- **Texte d'étude**:
L'élection du bureau exécutif aura lieu le 6 juillet La Ligue maronite se prépare à une véritable bataille Plusieurs candidats déjà en lice

Dissensions, luttes intestines, campagnes discrètes et réunions conciliatoires, c’est une image assez trouble que donne la Ligue maronite à la veille de l’élection, le 6 juillet, des 15 membres de son conseil exécutif dont le président et le vice-président. Les 600 membres (sur 1300 inscrits) ayant acquitté leur cotisation (50000 L.L. par an) et pouvant donc voter apparaissent plus divisés que jamais entre de grands blocs et de petits candidats, chacun affirmant avoir toutes ses chances.
C’est que cette année — et pour la première fois depuis longtemps — les élections au sein de la Ligue font bouger la scène maronite. Il est vrai qu’elles interviennent après la publication de l’exhortation apostolique et l’appel du pape à renforcer les structures laïques qui devraient épauler l’Eglise dans sa mission. Les partis chrétiens — anciens ou nés avec la guerre — étant plus ou moins discrédités, ils tentent aujourd’hui, aux côtés des piliers traditionnels de la Ligue, de se tailler une place au sein du prochain conseil exécutif. Résultat: les élections en préparation s’annoncent particulièrement complexes, défaisant d’anciennes alliances et en créant de nouvelles.

Tentative d’assainir
les rangs

«C’est un signe de vitalité et de démocratie», déclarent les plus optimistes. Et de fait, au sein de la Ligue, fondée en 1952 et qui, depuis la guerre, avait été plutôt marginalisée, les événements se précipitent.
Tout a commencé il y a deux mois avec une première initiative lancée par l’ancien député Fouad Saad. Avec l’aide de Me Emile Rahmé et, naturellement, de M. Pierre Hélou, il avait voulu réconcilier les partis chrétiens ennemis, dans une tentative d’assainir les rangs chrétiens à la veille des élections au sein de la Ligue. D’ailleurs, la Ligue maronite avait proposé de parrainer ces réunions, mais les participants avaient préféré tenter d’abord leur chance sans tutelle.

- **Énoncé de la tâche**: Poursuivez l'article sur les élections à la Ligue maronite en reprenant juste après sa dernière phrase.

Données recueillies
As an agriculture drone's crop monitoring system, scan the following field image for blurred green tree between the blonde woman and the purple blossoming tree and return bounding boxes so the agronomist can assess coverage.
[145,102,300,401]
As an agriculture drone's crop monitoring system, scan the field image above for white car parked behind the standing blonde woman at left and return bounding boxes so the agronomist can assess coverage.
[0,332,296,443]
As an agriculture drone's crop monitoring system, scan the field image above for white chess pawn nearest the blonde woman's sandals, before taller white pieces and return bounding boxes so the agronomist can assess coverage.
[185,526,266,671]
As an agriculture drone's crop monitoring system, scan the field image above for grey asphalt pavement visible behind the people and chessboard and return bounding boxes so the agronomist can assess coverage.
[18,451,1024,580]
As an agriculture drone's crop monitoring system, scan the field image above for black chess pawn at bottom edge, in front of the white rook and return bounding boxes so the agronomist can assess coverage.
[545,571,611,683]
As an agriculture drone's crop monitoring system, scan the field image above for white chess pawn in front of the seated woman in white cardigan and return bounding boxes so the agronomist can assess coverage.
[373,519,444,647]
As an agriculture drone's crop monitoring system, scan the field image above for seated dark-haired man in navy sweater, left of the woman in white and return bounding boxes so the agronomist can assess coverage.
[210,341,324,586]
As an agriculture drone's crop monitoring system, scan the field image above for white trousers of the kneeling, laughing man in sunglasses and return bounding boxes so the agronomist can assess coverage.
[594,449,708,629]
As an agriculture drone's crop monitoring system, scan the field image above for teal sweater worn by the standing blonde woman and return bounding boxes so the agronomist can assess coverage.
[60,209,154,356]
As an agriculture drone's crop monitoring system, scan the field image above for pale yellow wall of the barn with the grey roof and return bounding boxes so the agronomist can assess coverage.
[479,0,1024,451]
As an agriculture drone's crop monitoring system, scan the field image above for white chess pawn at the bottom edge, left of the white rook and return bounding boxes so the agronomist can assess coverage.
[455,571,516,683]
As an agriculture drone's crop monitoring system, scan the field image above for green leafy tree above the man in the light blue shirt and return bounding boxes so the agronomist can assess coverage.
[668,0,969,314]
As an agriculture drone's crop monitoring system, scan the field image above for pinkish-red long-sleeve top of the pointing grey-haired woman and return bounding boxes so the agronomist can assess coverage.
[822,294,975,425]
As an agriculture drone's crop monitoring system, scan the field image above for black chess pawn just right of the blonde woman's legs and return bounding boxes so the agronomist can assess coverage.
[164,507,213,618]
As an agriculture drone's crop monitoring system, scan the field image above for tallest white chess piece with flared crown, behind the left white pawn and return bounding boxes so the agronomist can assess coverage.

- **Résultat**:
Ainsi, tantôt chez Fouad Saad et tantôt chez Pierre Hélou et Emile Rahmé, des représentants du parti Kataëb, du Bloc national, du PNL et même des ex-FL, du courant aouniste et de l’opposition Kataëb, se sont réunis à plusieurs reprises pour essayer de trouver un consensus qui permettrait finalement leur entrée harmonieuse au sein de la Ligue, forts d’un candidat consensuel.
D’ailleurs, au cours de l’une de ces réunions, le chef du PNL, Dory Chamoun, a proposé le nom de l’ancien député Pierre Hélou au poste de président de la Ligue. L’homme qui jouit d’un vaste crédit, tout en ne pouvant être targué d’être proche du pouvoir (en général et en particulier), a donné son accord de principe tout en souhaitant que sa candidature soit unificatrice et non pour diviser encore plus les rangs maronites. Naturellement — et comme c’est souvent le cas dès qu’il y a une échéance interne — certaines voix, notamment celle du général Michel Aoun, se sont élevées pour s’opposer à cette candidature, car, selon elles, M. Pierre Hélou fait partie de ceux qui ont appuyé l’accord de Taëf et, par conséquent, il ne doit pas se retrouver à la tête de la Ligue. Ces allégations — qui ont commencé à se répandre comme des rumeurs — ont créé un certain flottement et M. Chamoun, qui doit se rendre à la fin du mois en Australie, a chargé M. Robert Khoury de s’occuper de régler l’affaire.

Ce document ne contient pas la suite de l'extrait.